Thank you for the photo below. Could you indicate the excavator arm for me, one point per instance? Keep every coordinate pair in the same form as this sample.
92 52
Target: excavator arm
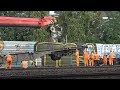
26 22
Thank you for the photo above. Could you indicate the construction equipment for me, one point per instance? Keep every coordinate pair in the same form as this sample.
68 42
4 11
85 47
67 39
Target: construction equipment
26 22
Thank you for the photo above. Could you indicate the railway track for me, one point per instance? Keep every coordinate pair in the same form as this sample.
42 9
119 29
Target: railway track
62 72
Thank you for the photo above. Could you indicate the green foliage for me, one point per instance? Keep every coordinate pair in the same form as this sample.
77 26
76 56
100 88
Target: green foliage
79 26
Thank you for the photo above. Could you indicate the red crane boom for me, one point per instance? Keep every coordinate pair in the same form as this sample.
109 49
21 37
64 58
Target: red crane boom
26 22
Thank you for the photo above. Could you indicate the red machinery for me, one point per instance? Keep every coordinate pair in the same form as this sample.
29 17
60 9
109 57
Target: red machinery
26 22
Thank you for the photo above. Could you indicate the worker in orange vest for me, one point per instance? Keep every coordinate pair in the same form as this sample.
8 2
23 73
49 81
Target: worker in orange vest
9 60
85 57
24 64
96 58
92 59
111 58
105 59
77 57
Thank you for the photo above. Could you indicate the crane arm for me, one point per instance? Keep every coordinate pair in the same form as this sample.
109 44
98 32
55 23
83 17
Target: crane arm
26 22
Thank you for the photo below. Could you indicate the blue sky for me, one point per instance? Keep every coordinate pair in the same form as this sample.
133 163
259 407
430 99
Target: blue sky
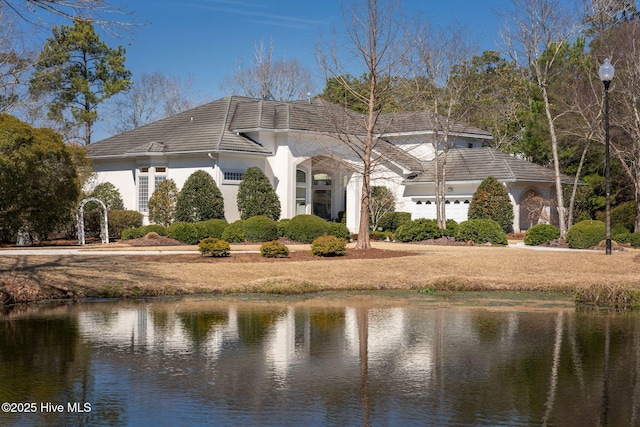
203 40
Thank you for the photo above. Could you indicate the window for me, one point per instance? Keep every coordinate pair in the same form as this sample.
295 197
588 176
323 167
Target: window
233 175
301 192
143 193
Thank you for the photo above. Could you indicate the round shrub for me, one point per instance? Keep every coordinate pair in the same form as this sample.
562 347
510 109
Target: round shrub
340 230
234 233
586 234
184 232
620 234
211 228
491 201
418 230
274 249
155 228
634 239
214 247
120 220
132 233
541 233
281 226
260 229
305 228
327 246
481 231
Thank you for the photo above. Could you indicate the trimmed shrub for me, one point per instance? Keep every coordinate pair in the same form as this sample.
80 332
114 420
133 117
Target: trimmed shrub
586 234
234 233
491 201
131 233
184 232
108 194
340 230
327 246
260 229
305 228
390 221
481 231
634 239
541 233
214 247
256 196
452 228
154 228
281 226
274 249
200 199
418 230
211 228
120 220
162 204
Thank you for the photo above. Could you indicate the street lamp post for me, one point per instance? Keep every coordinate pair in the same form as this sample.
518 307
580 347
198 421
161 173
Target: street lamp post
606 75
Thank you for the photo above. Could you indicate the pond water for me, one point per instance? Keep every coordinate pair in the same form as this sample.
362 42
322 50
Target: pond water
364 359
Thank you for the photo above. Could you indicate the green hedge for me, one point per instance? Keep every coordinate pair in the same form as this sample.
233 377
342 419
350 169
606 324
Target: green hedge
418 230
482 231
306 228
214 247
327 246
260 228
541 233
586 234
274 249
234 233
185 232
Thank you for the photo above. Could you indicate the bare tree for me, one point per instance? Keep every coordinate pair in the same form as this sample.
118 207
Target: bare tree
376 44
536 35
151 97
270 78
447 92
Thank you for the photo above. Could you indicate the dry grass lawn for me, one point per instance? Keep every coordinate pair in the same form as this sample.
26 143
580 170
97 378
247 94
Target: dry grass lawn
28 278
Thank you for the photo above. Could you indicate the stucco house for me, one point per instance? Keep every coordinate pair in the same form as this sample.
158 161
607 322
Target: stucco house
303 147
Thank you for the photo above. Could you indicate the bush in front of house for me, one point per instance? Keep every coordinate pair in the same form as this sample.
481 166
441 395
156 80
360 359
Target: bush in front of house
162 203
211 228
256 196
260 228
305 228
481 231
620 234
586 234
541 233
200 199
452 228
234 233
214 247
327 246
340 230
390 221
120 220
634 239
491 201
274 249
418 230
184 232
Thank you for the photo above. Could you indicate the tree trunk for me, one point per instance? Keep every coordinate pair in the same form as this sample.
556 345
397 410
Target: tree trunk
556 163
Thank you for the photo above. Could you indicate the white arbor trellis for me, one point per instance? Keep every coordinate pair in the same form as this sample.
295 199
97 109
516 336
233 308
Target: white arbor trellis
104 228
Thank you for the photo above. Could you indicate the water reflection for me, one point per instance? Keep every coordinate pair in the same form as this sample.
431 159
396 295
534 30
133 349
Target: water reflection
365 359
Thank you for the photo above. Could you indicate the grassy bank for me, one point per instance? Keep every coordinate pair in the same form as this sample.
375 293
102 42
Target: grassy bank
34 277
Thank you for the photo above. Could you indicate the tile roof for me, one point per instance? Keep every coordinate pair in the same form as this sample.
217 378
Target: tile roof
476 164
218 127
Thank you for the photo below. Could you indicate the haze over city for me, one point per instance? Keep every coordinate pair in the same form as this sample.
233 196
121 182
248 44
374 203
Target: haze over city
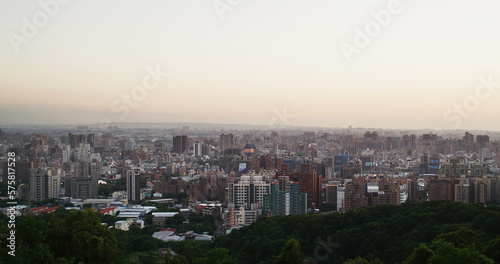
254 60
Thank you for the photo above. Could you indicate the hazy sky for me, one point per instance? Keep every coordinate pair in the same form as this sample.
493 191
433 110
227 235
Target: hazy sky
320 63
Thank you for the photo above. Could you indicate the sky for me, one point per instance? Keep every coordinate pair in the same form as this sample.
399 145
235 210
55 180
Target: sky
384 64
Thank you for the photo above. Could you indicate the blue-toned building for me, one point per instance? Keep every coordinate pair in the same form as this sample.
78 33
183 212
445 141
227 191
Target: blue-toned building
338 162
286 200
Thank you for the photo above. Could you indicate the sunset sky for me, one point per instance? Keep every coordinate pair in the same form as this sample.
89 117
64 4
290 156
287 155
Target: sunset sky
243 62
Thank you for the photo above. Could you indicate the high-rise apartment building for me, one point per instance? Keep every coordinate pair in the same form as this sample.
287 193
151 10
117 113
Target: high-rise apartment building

[Written task]: Write out every one of the entries above again word for word, leaving out the pictures.

[Correct response]:
Thank you for the photo below. Could you indicate the excavator arm for me, one point per instance? Keep every coordinate pair in the same form as this sample.
92 52
Target: excavator arm
26 22
Thank you for the photo above. Could you indicate the construction equipment for me, one point per instance? Keep every coordinate pair in the same form as this sample.
68 42
4 11
85 47
67 39
Target: construction equipment
26 22
Thank you for the photo above. Could you indicate the railway track for me, one point per instance? Keep every coordinate pair in the same form as this sample.
42 9
119 29
Target: railway track
62 72
Thank you for the photo above. Could you indicate the green foliage for me, one point per instance? Keep every coordinate pair in the same form as this sample.
77 26
76 56
100 88
Target: green foliage
79 26
Thank you for the photo above. Could you indicate the red crane boom for me, one point per instance? Keep every coordinate pair in the same form as this sample.
109 49
21 37
64 58
Target: red crane boom
26 22
Thank you for the photo above. Could you indicate the red machinery for me, one point per instance? Keep every coordinate pair in the same form as this sample.
29 17
60 9
109 57
Target: red machinery
26 22
Thank you for the photo above. Could you indicate the worker in orange vest for me, one point per instance? Keep every coordinate pair in the same form as this sample.
8 2
23 73
49 81
Target: worker in orange vest
9 60
85 57
24 64
96 58
92 59
111 58
105 59
77 57
Thank you for the photo above. Could you indicate the crane arm for me, one point per instance? Keep every coordinate pair in the same form as this sample.
109 44
98 32
55 23
83 17
Target: crane arm
26 22
Thank you for the photo below. Could you indicate the blue sky for me, one point per instance? Keep every coordinate pair in the same form as this sample.
133 163
259 407
430 99
Target: blue sky
203 40
Thank you for the photo above. Could you indicate the window for me, one point per instance? Keep every coordinate pair in the same form as this sample.
295 197
588 176
323 167
Target: window
233 175
301 192
143 193
Thank you for the photo above. Could you indicate the round shrub for me, one point per instance? Keep every coordinate pair in the same form as this sample.
562 347
510 109
Target: round shrub
340 230
234 233
586 234
184 232
620 234
211 228
491 201
418 230
274 249
155 228
634 239
214 247
120 220
132 233
541 233
281 226
260 229
305 228
327 246
481 231
Thank you for the photo above. Could you indicate the trimmed shrub for me, one point per instance? Keep every coordinate pair in the same form as this sample.
80 332
114 420
133 117
Target: trimmed shrub
586 234
234 233
491 201
131 233
184 232
108 194
340 230
327 246
260 229
305 228
390 221
481 231
634 239
541 233
214 247
256 196
452 228
154 228
281 226
274 249
200 199
418 230
211 228
120 220
162 204
Thank you for the photo above. Could you indicate the street lamp post for me, one point per instance? Keep every coordinate pair in the same form as this sample.
518 307
580 347
198 421
161 173
Target: street lamp post
606 75
Thank you for the photo above. Could you indicate the pond water for me, one point per instance? Keep every coordinate pair in the same form as this sample.
362 42
322 50
Target: pond water
364 359
Thank you for the photo above. Could you indicate the green hedge for me, one point per instance? Keep every coordinate pair in the same form as this sample.
233 377
342 419
350 169
606 324
Target: green hedge
418 230
482 231
306 228
214 247
327 246
260 228
541 233
586 234
274 249
234 233
185 232
Thank you for the photo above. Could you indicate the bare tree for me, one point per instance? Keep every coordinate pair in the same form as this sample.
118 207
Target: bare tree
376 44
536 35
151 97
270 78
447 92
Thank you for the photo above. Could you indicate the dry grass lawn for me, one point per instance? Keep every coordinate pair in the same form as this sample.
26 143
580 170
97 378
247 94
Target: dry grass lawn
28 278
Thank you for the photo above. Could you indicate the stucco house for me, one point per instance? Keep every coordinate pair in the same form as this sample.
158 161
607 322
Target: stucco house
303 147
Thank you for the photo above. Could you indicate the bush in front of house for me, one point per instance? Keep every coordinate pair in the same form as this sample.
481 166
441 395
156 80
360 359
Target: bush in front of house
162 203
211 228
256 196
260 228
305 228
481 231
620 234
586 234
541 233
200 199
452 228
234 233
214 247
327 246
340 230
390 221
120 220
634 239
491 201
274 249
418 230
184 232
Thank you for the photo above. Could you indicate the tree trunk for me, one point per instance? Keep every coordinate pair in the same form as this sample.
556 345
397 410
Target: tree trunk
556 163
Thank you for the photo above. Could you indicate the white arbor trellis for me, one point per instance? Keep every coordinate pair in the same form as this sample.
295 199
97 109
516 336
233 308
Target: white arbor trellis
104 228
Thank you for the photo above. Could you indicate the water reflection for me, one point per instance? Keep every coordinate pair in the same form as this sample.
431 159
396 295
534 30
133 349
Target: water reflection
365 359
Thank you for the photo above. Could you indicate the grassy bank for me, one point per instance? Keep every coordinate pair in the same form as this sample.
375 293
102 42
Target: grassy bank
34 277
Thank you for the photo above. Could you indicate the tile roof for me, one point per instance? Keep every coordinate pair in the same form as this sample.
217 378
Target: tile roof
476 164
218 127
Thank you for the photo below. Could you indicate the haze over city for me, one point per instance? Keep every coordinate pair in the same form as this sample.
233 196
121 182
248 44
374 203
Target: haze over city
254 60
Thank you for the photo above. Could you indicate the hazy sky for me, one point per instance? Keep every coordinate pair in the same form as this sample.
493 191
433 110
227 235
Target: hazy sky
320 63
Thank you for the photo above. Could you indicate the sky for me, one point per instance? Keep every coordinate pair in the same form as this sample.
399 145
235 210
55 180
Target: sky
384 64
Thank you for the photo above. Could you indicate the blue-toned building for me, one point per instance? Keep every coordinate pair in the same form as this sample.
78 33
183 212
445 141
227 191
Target: blue-toned building
338 162
286 200
Thank you for the photo above. Could you indicate the sunset sky for me, one point per instance? Keep every coordinate pair in the same form as this sample.
89 117
64 4
290 156
287 155
Target: sunset sky
243 62
Thank you for the photo above. Could you indicate the high-rise apartment building for me, one point per instance? Keep every coordinate pair in the same form as this sample.
287 193
151 10
117 113
Target: high-rise apartment building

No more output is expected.